Work task:
Could you transcribe every record below exactly as it stands?

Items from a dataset

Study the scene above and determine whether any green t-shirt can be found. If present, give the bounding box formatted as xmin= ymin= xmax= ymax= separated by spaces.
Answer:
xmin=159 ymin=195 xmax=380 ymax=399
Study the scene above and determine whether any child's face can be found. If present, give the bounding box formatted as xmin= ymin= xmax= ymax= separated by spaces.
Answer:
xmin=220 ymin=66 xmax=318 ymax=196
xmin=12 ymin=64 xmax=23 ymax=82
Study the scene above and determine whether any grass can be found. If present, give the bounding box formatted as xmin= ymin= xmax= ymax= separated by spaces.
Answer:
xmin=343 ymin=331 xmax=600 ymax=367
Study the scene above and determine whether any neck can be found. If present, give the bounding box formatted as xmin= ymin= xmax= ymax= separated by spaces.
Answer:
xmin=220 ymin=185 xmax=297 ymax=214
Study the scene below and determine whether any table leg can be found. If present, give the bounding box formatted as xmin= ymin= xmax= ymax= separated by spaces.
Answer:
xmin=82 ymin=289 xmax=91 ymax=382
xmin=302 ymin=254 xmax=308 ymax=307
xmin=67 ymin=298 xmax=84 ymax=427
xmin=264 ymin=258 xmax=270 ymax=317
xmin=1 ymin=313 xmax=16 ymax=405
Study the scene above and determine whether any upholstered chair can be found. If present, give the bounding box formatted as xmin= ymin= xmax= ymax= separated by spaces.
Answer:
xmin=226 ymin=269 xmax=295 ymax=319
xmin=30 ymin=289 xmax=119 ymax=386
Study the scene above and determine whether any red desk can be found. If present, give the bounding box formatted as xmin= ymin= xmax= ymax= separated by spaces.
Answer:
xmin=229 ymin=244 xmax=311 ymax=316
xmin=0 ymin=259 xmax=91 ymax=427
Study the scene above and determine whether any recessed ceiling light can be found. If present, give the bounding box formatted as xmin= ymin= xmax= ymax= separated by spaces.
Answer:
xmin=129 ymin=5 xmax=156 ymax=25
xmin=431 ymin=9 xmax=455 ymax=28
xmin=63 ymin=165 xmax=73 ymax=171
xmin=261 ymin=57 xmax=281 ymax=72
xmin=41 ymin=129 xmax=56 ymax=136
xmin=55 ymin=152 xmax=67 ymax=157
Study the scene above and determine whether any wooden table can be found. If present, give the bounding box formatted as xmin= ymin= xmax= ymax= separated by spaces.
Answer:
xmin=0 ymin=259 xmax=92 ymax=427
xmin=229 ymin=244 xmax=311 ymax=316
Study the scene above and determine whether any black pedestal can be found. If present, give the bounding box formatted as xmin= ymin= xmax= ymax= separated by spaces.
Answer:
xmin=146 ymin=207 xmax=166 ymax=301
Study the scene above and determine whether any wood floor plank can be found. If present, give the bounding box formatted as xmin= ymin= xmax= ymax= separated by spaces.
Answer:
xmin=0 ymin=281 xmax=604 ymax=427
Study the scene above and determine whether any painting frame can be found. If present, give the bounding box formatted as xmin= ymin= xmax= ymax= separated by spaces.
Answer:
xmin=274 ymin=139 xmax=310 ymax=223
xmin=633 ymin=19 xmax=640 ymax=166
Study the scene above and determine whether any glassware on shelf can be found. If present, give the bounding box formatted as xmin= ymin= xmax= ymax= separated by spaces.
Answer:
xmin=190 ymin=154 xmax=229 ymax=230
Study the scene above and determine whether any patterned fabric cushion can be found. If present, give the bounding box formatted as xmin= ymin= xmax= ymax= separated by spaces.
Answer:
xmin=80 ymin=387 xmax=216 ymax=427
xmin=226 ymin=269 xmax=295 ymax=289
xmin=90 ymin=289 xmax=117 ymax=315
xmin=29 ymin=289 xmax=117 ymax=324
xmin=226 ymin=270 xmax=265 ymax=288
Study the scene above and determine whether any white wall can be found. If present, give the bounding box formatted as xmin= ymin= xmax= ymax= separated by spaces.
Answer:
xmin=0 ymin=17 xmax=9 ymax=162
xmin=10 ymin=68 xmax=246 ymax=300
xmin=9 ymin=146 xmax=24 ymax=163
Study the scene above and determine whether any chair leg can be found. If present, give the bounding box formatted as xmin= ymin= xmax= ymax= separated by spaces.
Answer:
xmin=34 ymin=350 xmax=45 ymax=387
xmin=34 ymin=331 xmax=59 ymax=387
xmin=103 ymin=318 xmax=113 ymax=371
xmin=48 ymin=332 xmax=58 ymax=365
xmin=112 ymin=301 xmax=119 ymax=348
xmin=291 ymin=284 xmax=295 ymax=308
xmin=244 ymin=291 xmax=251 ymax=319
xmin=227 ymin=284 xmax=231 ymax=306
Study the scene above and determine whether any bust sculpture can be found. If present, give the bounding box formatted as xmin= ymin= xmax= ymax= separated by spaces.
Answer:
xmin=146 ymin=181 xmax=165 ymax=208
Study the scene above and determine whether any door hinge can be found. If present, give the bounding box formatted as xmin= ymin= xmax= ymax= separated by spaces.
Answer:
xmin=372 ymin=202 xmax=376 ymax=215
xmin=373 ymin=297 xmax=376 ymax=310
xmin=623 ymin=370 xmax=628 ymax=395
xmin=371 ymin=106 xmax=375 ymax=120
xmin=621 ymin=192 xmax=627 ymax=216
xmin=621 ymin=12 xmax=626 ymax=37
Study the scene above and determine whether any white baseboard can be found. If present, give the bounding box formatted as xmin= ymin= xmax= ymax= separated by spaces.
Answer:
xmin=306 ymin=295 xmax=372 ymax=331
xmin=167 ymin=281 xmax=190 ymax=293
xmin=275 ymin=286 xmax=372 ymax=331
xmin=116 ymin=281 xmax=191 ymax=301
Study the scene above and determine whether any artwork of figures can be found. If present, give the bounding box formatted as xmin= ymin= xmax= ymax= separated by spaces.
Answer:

Written solution:
Study the scene above and determine whether any green t-shirt can be found. If present, give the bounding box formatted as xmin= ymin= xmax= ymax= separated by spaces.
Answer:
xmin=159 ymin=195 xmax=380 ymax=399
Study the scene above and determine whether any child's face can be found. If present, give the bounding box formatted as xmin= ymin= xmax= ymax= separated by spaces.
Answer:
xmin=220 ymin=66 xmax=318 ymax=196
xmin=12 ymin=64 xmax=23 ymax=82
Study the scene above and determine whether any grass can be found. If present, give the bounding box formatted as xmin= ymin= xmax= ymax= separated by spaces.
Answer:
xmin=343 ymin=331 xmax=600 ymax=367
Study the scene above and determine whether any neck can be found. If present, give the bounding box formatted as xmin= ymin= xmax= ymax= separated by spaces.
Answer:
xmin=220 ymin=185 xmax=297 ymax=214
Study the scene below and determine whether any table leg can be found. If present, give the bounding box formatted as xmin= ymin= xmax= ymax= separated by spaces.
Answer:
xmin=82 ymin=289 xmax=91 ymax=382
xmin=302 ymin=254 xmax=308 ymax=307
xmin=67 ymin=298 xmax=84 ymax=427
xmin=264 ymin=258 xmax=270 ymax=317
xmin=1 ymin=313 xmax=16 ymax=405
Study the scene above and determine whether any upholstered chair can be found. If present, give the bounding box formatted as xmin= ymin= xmax= ymax= separated by spaces.
Answer:
xmin=226 ymin=269 xmax=295 ymax=319
xmin=30 ymin=289 xmax=119 ymax=386
Study the scene above and determine whether any red desk can be found. If present, give the bounding box formatted as xmin= ymin= xmax= ymax= separated by spaces.
Answer:
xmin=229 ymin=244 xmax=311 ymax=316
xmin=0 ymin=259 xmax=91 ymax=427
Study the scene above and determine whether any recessed ceiling light can be found. If present, give the bounding box formatted as xmin= ymin= xmax= ymax= separated by spaces.
Answer:
xmin=129 ymin=5 xmax=156 ymax=25
xmin=431 ymin=9 xmax=455 ymax=28
xmin=63 ymin=165 xmax=73 ymax=171
xmin=261 ymin=57 xmax=281 ymax=72
xmin=41 ymin=129 xmax=56 ymax=136
xmin=55 ymin=152 xmax=67 ymax=157
Study the scene above and determine whether any wooden table can be found. If present, give the bounding box formatted as xmin= ymin= xmax= ymax= separated by spaces.
Answer:
xmin=0 ymin=259 xmax=92 ymax=427
xmin=229 ymin=244 xmax=311 ymax=316
Study the scene above and determine whether any black pedestal can be found. If present, give the bounding box formatted as xmin= ymin= xmax= ymax= separated by spaces.
Answer:
xmin=146 ymin=207 xmax=166 ymax=301
Study the scene above and determine whether any wood floor plank can be found. If present, give the bounding box formatted as xmin= ymin= xmax= ymax= separated by spaces.
Answer:
xmin=0 ymin=281 xmax=604 ymax=427
Study the scene above and determine whether any painting frame can be found. If present, give the bounding box formatted as xmin= ymin= xmax= ymax= separated by spaces.
Answer:
xmin=274 ymin=139 xmax=310 ymax=223
xmin=633 ymin=19 xmax=640 ymax=166
Study the scene above and determine whether any glassware on shelf can be found. If present, give the bounding box formatted as xmin= ymin= xmax= ymax= separated by spaces.
Answer:
xmin=190 ymin=154 xmax=229 ymax=230
Study the scene above and determine whether any patterned fabric cushion can be found. If present, give the bounding box formatted as xmin= ymin= xmax= ymax= separated by spaces.
Answer:
xmin=80 ymin=387 xmax=216 ymax=427
xmin=226 ymin=269 xmax=295 ymax=289
xmin=90 ymin=289 xmax=117 ymax=315
xmin=29 ymin=289 xmax=117 ymax=324
xmin=226 ymin=270 xmax=265 ymax=288
Study the scene above and determine whether any white wall can be found. If present, give the bounding box formatted as xmin= ymin= xmax= ymax= separated by spaces.
Answer:
xmin=0 ymin=17 xmax=9 ymax=162
xmin=10 ymin=68 xmax=246 ymax=300
xmin=9 ymin=146 xmax=24 ymax=163
Study the scene above and determine whether any chair leg can be found. If present, give the bounding box formatted as xmin= ymin= xmax= ymax= separated by spaces.
Answer:
xmin=34 ymin=350 xmax=45 ymax=387
xmin=34 ymin=331 xmax=59 ymax=387
xmin=103 ymin=318 xmax=113 ymax=371
xmin=48 ymin=332 xmax=58 ymax=365
xmin=112 ymin=301 xmax=119 ymax=348
xmin=291 ymin=284 xmax=295 ymax=308
xmin=244 ymin=291 xmax=251 ymax=319
xmin=227 ymin=284 xmax=231 ymax=306
Study the scene above and determine whether any bust sculpture can be found. If present, give the bounding box formatted as xmin= ymin= xmax= ymax= separated by spaces.
Answer:
xmin=146 ymin=181 xmax=165 ymax=208
Study the scene above and determine whether any door hinge can be found. If present, give the bounding box formatted as xmin= ymin= xmax= ymax= separated by spaces.
Answer:
xmin=372 ymin=202 xmax=376 ymax=215
xmin=373 ymin=297 xmax=376 ymax=310
xmin=623 ymin=370 xmax=628 ymax=395
xmin=371 ymin=106 xmax=375 ymax=120
xmin=621 ymin=192 xmax=627 ymax=216
xmin=621 ymin=12 xmax=626 ymax=37
Study the scene above and determine whether any white baseboard can be found. If present, give the bounding box formatted as xmin= ymin= xmax= ymax= separated by spaces.
Answer:
xmin=306 ymin=295 xmax=372 ymax=331
xmin=167 ymin=281 xmax=190 ymax=293
xmin=275 ymin=286 xmax=372 ymax=331
xmin=116 ymin=281 xmax=191 ymax=301
Study the scene above and determine whether any artwork of figures can be found. If present, give the bounding box formatted as xmin= ymin= xmax= ymax= separated by spaces.
Answer:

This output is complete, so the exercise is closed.